#### Problem set
1 – Can you sum up the guide on skill descriptions in two sentences?
2 – Will you echo the guide on skill descriptions word for word, beginning at the words "description: Helps with" and stopping after "- 20 minutes)"?

#### Study text

Include BOTH what the skill does AND when to use it:

description: Extracts text and tables from PDF files, fills forms, merges documents. Use when working with PDF files or when the user mentions PDFs, forms, or document extraction.

Why good:

Third person throughout ("Extracts", not "I extract")
Lists specific capabilities: "text", "tables", "forms"
Includes trigger phrases: "when working with PDF files", "when the user mentions"
Claude can select from 100+ skills based on this description

Poor Description:

description: Helps with PDF files

Why poor:

Too vague
No specific capabilities
No trigger phrases
Claude won't know when to select this skill

Step 4: Write Instructions (Level 2 - 20 minutes)

4.1 Structure Template

After YAML frontmatter, organize instructions like this:

---
name: pdf-extraction
description: [...]
---

# PDF Extraction

## Purpose

This skill provides comprehensive PDF data extraction capabilities for converting PDF documents into structured formats. Use this when you need to extract text, parse tables, retrieve images, or analyze PDF metadata.

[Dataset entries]
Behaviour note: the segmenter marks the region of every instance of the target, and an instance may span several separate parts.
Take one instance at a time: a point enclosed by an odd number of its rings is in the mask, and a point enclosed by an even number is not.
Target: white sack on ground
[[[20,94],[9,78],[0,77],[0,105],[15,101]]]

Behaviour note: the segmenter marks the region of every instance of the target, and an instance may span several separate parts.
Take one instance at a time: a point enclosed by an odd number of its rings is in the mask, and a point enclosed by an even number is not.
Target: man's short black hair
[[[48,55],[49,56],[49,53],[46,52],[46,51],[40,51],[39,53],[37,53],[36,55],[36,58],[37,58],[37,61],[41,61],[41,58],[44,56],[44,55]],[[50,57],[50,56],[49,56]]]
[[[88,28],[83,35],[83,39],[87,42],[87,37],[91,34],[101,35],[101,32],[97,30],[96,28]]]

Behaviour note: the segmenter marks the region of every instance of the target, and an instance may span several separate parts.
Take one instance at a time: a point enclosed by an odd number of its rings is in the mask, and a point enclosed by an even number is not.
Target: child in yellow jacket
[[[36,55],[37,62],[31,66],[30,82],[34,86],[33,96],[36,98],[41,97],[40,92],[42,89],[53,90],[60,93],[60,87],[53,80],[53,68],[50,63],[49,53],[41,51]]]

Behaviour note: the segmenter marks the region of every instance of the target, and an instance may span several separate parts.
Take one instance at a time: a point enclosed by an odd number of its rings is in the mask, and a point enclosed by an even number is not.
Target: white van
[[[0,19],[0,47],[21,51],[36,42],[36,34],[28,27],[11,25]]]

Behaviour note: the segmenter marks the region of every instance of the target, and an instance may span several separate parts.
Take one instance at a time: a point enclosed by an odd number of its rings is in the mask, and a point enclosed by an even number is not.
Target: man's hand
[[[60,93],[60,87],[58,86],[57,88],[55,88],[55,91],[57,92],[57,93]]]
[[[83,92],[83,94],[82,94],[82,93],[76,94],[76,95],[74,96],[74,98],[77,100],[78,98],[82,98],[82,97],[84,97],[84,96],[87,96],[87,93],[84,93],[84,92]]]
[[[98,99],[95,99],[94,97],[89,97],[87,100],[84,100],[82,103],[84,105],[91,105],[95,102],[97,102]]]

#### Answers to this exercise
1 – A good skill description states both what the skill does and when to use it: it is written in third person, lists specific capabilities and includes trigger phrases. A vague description such as "Helps with PDF files" leaves Claude unable to know when to select the skill.

2 –
description: Helps with PDF files

Why poor:

Too vague
No specific capabilities
No trigger phrases
Claude won't know when to select this skill

Step 4: Write Instructions (Level 2 - 20 minutes)